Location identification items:
** Begin **

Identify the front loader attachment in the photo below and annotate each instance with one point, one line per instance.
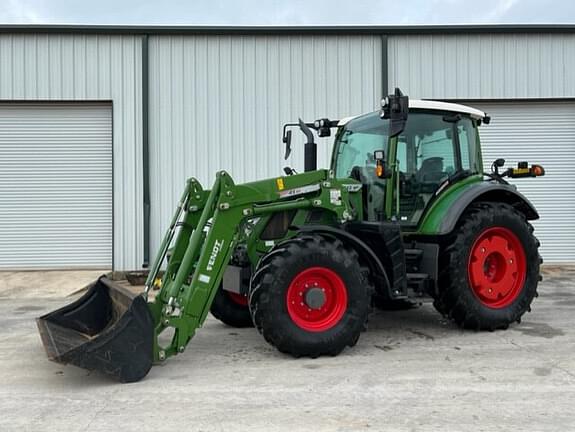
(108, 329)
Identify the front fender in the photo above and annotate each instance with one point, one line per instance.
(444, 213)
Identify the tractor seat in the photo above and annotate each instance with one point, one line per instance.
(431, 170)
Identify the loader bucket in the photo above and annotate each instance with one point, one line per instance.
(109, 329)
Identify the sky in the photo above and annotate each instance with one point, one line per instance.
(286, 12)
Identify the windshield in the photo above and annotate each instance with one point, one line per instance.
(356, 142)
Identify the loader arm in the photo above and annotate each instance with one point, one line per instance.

** End **
** Begin **

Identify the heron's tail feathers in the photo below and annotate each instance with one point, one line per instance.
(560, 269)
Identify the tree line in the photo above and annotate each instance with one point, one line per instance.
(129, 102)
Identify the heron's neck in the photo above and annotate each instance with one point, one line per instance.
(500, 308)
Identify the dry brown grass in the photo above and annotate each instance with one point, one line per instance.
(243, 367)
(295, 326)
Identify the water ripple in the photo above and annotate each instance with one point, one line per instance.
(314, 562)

** End **

Give the lines of the records from the line containing "Identify the front loader" through the line containing "Identify the loader arm", both included, as a JSON list of strings with one string per line and no blank lines. Leave out the pictures.

> **Solution for this task**:
[
  "Identify the front loader attachment in the photo below and annotate each instance with one point, one line per instance.",
  "(108, 329)",
  "Identify the front fender in the photo above and annotate each instance with one point, one line per instance.",
  "(444, 213)",
  "Identify the tractor seat in the photo above and annotate each instance with one point, one line per instance.",
  "(431, 170)",
  "Identify the loader bucket in the photo above and annotate each instance with one point, one line per instance.",
  "(109, 329)",
  "Identify the sky in the photo above and annotate each instance with one point, one line per instance.",
  "(286, 12)",
  "Identify the windshield in the photo above and annotate each instance with one point, one line per instance.",
  "(356, 142)",
  "Identify the loader arm in the photo above and annotate each instance with one point, one line per instance."
]